# TASK DESCRIPTION
Each entry is to be restated word for word, with nothing omitted.

Items from a data source:
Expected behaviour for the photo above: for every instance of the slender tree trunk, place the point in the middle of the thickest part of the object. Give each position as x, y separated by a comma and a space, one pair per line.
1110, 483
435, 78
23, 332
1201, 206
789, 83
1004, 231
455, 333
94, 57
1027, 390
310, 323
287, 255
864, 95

# RESULT OF THE EXERCISE
Expected behaviour for the photo above: for every instance of the slender tree trunk, place the point in the middle of the thickest part of the object. Give each position as x, y separated by a comma and a space, one pair per line.
1110, 483
435, 78
23, 332
1201, 206
789, 83
1004, 231
455, 333
94, 57
1027, 390
310, 323
287, 255
864, 95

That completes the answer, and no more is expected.